Instructions to follow. Continue the forum thread about recovering an overexposed sky in Gimp, picking up right after its final sentence.
— START Source text —
# PP options w/ Gimp to bring the sky back in this photo



## JClishe (Jul 14, 2009)

This is a photo of Tiger Stadium with a severely blown-out sky. I don't have PhotoShop but have read some tutorials online about how to fix an overexposed sky with Gimp. I've tried some of them, such as using a transparent layer w/ gradient fill, but I just can't seem to bring the sky back enough.

If I crank down the brightness on the entire image all the way, I can tell that there are in fact details in the sky that I should be able to bring back. I just can't figure out how. I also have other photos of Tiger Stadium taken on the same day with much better exposure on the sky. I've tried cropping the sky out of another photo and overlaying it onto this photo, but I just can't get it right.

Can anyone offer suggestions or point me to a online reference that would explain how to do this?

Please note that this is an educational exercise only. I'm trying to understand what post-processing options are possible to fix this type of problem.
— END Source text —
— START Collected data —
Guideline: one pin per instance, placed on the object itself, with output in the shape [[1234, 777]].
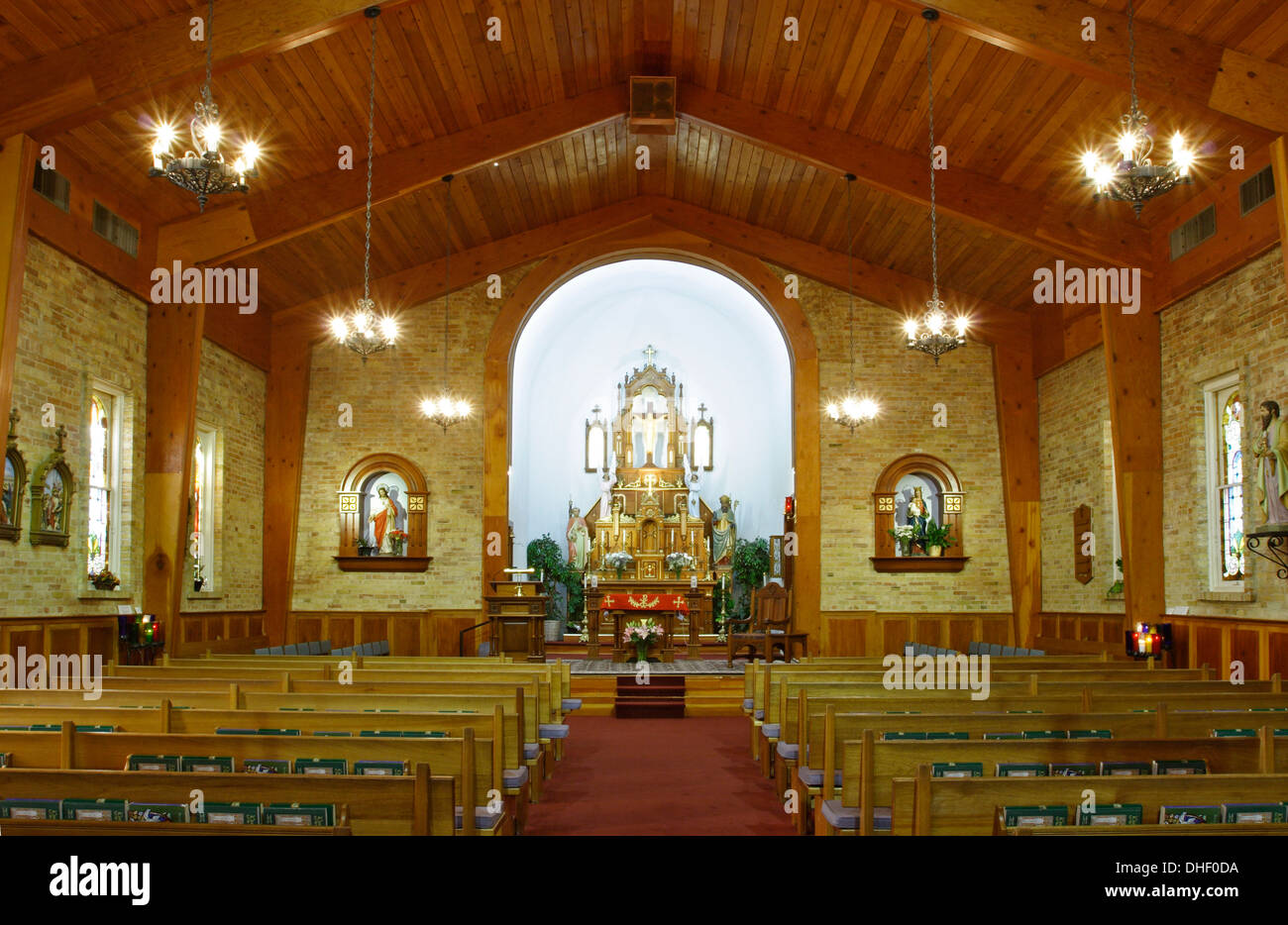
— END Collected data —
Task response.
BTW - I have this in RAW.

Thanks!


----------



## Heck (Jul 14, 2009)

Maybe just replace the sky. Take a look at this.

Replacing The Sky - Gimp | NZ Photo Info


----------



## musicaleCA (Jul 31, 2009)

If you have RAW you can try using highlight recovery (in something similar to ACR) to bring down the blown highlights, but they're likely to be lacking in contrast. Are you _sure_ there's detail there? It looks very blown-out.


----------



## UUilliam (Aug 1, 2009)

TBH it looks like Dead pixels to me, You cant recover dead pixels..
what you have to do is go out take a photo of the sky then open both images up in gimp then put the Sky layer (image) into the image of the building, apply a mask to the sky layer then just paint out what piece of the sky you dont want (try brush as close to the building as possible)


----------



## ocular (Aug 1, 2009)

Pen tool works better then the magic wand for sky selections.


----------



## KmH (Aug 1, 2009)

It's been 2 weeks since the OP chimed in. Wonder what's up.


----------



## Peano (Aug 2, 2009)

If Gimp has the equivalent of Photoshop's selective color adjustment layer, you can fix the sky without making any precise selections. There's a brief description of the technique *here*.


----------



## KmH (Aug 2, 2009)

Your link doesn't work if you're not a member and logged on.


----------



## UUilliam (Aug 2, 2009)

This is his guide (Peano)

1. Select the sky with the magic wand. This doesn't have to be terribly precise, because you'll be working on a layer mask.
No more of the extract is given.